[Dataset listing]

────

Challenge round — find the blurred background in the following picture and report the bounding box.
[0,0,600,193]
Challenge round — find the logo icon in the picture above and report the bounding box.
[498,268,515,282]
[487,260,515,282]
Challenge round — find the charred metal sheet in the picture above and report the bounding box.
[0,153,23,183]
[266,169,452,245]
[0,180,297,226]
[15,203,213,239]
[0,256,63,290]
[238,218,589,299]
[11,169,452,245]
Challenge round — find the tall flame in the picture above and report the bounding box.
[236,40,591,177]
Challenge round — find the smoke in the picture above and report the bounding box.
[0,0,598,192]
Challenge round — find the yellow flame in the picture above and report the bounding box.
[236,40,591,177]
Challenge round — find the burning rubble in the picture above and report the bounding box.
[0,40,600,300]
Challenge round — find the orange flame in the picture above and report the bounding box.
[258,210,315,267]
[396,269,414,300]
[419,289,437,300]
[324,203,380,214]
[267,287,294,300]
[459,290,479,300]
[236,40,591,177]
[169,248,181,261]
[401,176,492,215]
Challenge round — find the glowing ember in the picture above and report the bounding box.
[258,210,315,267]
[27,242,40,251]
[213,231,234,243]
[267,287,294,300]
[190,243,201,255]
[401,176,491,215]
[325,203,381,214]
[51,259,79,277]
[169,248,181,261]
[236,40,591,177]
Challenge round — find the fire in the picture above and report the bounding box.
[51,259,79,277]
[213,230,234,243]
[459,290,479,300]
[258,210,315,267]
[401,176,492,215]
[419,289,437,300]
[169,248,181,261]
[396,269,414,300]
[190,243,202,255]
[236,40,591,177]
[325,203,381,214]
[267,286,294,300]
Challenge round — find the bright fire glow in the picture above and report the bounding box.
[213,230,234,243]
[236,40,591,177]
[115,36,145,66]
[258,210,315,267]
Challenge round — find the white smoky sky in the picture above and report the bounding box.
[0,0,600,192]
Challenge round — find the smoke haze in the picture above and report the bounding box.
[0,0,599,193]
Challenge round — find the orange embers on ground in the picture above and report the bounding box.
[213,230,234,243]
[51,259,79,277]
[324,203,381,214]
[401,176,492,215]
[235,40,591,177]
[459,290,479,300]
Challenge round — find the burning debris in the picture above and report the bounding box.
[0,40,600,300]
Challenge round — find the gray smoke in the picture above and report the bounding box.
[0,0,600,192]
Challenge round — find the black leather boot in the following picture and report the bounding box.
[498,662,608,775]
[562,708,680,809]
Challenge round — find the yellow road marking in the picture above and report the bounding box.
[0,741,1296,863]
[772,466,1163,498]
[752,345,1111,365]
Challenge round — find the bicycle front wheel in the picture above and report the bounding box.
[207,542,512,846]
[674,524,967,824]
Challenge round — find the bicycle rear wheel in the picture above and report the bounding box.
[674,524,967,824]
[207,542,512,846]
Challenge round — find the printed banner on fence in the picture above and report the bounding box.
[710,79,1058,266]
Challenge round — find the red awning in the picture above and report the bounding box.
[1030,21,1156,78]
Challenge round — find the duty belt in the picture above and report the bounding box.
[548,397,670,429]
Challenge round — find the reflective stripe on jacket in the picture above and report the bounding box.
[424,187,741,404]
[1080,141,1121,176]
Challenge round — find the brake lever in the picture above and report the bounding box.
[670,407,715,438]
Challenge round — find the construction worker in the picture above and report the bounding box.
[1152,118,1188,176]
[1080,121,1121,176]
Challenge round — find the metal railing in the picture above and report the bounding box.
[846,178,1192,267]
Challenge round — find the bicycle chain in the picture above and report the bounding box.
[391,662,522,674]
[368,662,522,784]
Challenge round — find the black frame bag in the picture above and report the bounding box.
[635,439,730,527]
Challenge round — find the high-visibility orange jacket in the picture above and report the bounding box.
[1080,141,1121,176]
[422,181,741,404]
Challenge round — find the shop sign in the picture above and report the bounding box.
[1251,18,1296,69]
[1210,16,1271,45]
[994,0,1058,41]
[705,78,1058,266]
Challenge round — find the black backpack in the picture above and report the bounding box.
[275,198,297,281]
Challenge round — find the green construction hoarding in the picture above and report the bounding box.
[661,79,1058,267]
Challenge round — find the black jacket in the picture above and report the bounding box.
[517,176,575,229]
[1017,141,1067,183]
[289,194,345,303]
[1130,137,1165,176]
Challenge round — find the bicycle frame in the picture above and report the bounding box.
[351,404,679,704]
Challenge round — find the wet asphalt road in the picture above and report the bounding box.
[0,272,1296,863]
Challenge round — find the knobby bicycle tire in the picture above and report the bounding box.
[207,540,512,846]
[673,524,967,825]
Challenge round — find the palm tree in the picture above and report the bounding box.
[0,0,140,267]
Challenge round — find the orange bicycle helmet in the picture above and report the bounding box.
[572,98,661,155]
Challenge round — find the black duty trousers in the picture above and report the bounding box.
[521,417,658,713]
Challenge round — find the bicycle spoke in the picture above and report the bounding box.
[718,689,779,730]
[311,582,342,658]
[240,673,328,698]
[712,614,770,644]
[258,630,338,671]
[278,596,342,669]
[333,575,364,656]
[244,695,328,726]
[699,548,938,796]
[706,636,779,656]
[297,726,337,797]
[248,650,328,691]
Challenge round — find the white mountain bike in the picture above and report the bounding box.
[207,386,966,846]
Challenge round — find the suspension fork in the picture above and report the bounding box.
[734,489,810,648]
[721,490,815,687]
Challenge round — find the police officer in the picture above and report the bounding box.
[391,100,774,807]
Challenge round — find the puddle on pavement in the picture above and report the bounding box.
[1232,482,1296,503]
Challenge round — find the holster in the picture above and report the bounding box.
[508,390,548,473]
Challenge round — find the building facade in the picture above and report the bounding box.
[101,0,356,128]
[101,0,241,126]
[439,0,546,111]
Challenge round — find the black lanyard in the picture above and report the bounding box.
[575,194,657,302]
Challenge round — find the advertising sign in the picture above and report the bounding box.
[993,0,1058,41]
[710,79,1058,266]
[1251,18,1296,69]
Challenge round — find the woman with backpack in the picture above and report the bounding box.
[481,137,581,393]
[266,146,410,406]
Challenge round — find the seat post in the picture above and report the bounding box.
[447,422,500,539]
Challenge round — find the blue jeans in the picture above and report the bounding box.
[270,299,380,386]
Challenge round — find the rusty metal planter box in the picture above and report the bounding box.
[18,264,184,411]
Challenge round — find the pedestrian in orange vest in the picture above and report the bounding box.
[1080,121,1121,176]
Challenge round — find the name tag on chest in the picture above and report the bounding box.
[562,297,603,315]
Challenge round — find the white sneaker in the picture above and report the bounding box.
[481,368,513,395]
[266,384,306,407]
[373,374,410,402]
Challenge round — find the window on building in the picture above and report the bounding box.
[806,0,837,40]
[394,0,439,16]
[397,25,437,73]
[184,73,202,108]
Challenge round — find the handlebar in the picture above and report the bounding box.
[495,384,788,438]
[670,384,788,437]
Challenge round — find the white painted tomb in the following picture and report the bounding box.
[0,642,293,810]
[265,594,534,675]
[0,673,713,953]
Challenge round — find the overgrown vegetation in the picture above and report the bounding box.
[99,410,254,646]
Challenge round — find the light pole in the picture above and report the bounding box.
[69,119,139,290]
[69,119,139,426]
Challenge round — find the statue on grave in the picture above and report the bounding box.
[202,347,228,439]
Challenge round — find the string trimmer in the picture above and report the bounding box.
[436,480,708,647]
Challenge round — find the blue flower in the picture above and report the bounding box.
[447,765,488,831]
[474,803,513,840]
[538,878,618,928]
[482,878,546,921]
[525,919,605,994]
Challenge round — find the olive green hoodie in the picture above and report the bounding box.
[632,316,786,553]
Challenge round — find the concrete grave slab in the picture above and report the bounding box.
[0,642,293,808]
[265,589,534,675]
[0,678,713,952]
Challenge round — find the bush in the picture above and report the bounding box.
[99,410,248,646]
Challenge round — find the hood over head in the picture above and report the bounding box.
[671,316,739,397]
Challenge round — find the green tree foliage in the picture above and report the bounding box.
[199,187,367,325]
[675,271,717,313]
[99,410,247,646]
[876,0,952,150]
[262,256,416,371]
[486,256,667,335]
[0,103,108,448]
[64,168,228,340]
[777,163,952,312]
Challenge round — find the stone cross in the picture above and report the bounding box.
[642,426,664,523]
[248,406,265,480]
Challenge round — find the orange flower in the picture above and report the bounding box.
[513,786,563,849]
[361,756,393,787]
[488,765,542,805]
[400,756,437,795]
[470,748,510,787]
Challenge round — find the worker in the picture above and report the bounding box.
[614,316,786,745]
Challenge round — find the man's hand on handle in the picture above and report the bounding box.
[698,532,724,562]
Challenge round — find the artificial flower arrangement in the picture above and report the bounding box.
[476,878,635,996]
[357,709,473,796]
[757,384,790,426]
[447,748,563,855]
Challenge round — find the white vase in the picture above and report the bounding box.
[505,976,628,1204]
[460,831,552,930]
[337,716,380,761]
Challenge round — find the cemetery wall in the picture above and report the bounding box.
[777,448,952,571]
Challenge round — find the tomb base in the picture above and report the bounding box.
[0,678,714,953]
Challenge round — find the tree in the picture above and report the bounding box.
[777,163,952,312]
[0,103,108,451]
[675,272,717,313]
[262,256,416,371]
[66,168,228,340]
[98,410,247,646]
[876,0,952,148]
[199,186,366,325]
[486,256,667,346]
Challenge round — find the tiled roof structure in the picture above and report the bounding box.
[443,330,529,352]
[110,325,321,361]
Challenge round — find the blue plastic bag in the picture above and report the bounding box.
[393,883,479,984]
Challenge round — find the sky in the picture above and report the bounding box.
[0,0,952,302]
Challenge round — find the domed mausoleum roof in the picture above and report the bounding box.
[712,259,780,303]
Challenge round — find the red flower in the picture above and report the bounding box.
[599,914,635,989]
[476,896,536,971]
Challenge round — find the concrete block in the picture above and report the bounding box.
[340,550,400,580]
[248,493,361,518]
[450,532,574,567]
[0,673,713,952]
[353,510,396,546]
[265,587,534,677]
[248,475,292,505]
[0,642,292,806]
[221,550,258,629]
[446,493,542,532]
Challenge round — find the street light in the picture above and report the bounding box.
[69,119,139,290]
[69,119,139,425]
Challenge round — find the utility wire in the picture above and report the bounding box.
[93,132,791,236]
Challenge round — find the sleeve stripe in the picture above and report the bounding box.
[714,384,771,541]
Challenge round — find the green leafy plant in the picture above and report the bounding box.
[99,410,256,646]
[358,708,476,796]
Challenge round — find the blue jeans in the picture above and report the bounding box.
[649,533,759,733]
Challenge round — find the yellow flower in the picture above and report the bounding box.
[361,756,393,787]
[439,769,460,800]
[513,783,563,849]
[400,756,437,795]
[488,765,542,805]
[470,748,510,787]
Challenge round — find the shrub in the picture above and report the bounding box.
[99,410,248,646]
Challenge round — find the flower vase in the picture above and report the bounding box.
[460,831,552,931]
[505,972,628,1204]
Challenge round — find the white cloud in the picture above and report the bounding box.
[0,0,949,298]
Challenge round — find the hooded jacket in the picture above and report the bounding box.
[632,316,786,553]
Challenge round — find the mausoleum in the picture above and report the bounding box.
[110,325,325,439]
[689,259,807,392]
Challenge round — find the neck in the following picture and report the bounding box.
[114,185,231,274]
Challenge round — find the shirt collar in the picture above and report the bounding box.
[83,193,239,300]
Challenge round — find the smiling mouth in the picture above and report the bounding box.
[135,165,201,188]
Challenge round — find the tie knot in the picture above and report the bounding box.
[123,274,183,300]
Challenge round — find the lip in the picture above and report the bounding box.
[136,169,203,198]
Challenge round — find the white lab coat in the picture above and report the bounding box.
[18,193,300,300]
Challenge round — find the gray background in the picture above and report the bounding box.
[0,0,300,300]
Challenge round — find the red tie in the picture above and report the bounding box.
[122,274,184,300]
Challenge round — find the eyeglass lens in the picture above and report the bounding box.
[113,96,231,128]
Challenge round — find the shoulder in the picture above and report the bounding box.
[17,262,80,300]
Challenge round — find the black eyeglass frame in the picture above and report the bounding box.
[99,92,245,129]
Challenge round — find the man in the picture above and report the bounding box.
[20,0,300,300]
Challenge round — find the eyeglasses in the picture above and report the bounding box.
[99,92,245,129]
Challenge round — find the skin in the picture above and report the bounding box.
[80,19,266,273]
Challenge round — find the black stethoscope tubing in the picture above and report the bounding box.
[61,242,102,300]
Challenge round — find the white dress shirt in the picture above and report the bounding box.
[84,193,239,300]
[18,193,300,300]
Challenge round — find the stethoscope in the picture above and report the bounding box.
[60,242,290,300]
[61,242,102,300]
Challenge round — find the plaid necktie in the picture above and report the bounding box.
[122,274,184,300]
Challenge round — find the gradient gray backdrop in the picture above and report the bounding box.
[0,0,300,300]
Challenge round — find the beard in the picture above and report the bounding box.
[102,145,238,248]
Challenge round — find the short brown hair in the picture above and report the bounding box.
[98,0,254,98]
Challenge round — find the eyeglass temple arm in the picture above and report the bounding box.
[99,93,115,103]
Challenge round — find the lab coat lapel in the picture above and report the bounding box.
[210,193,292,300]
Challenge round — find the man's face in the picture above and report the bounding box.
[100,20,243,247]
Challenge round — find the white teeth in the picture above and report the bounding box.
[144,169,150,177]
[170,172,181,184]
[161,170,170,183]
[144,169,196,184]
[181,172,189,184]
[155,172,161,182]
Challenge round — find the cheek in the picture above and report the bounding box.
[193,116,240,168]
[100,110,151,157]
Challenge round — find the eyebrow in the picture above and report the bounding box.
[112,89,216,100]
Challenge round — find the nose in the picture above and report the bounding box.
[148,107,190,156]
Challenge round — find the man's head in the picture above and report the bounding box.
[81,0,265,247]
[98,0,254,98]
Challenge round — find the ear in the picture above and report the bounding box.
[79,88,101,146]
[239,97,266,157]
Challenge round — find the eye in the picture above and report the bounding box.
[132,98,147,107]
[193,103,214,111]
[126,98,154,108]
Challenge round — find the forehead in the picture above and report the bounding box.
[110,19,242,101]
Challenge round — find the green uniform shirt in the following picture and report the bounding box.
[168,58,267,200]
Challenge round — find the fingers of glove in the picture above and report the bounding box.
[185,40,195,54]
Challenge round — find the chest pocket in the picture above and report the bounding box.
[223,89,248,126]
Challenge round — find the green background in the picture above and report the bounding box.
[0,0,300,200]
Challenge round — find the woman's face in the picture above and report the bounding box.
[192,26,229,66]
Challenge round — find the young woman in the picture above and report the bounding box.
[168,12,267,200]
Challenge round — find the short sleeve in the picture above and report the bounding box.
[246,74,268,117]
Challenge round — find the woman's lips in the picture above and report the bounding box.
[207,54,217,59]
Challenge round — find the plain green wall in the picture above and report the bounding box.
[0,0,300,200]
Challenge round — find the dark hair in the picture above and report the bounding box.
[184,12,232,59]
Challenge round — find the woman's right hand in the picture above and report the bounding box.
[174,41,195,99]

────

[Exercise] Copy the lines of the listing exactly, starting at the line containing "Challenge round — find the worker" and ending at the line containing "[476,896,536,971]", both included.

[Output below]
Challenge round — find the worker in the picture above and report the bounding box.
[614,316,786,745]
Challenge round — find the man's hand on handle in the picture above and report the bounding box.
[698,532,724,562]
Challenge round — find the artificial flower arrangement in the picture above and report the bounding box.
[476,878,635,996]
[357,709,473,796]
[757,384,790,426]
[447,748,563,855]
Challenge round — find the white vase in the picture above and report the bounding box.
[505,976,628,1204]
[460,831,552,930]
[337,716,380,761]
Challenge round — find the cemetery wall in the picture above and report the bounding box.
[777,448,952,571]
Challenge round — find the tomb base in the picture above and report the bounding box.
[0,678,714,953]
Challenge round — find the tree in the picture above and report the bounding box.
[777,163,952,312]
[0,103,108,451]
[675,272,717,313]
[262,256,416,371]
[66,168,228,340]
[98,410,247,646]
[876,0,952,148]
[199,186,366,325]
[486,256,667,346]
Challenge round — find the tiled roof structure in the picture above and report the bounding box.
[443,330,529,352]
[110,325,321,361]
Challenge round — find the blue plastic bag in the picture above and report the bounding box.
[393,883,479,984]
Challenge round — find the sky in the picture above and report the bounding box.
[0,0,952,302]
Challenge round — find the domed mausoleum roof in the picture above and report the bounding box.
[712,259,780,303]
Challenge round — find the red flower in the picture above and report the bounding box.
[599,914,635,989]
[476,896,536,971]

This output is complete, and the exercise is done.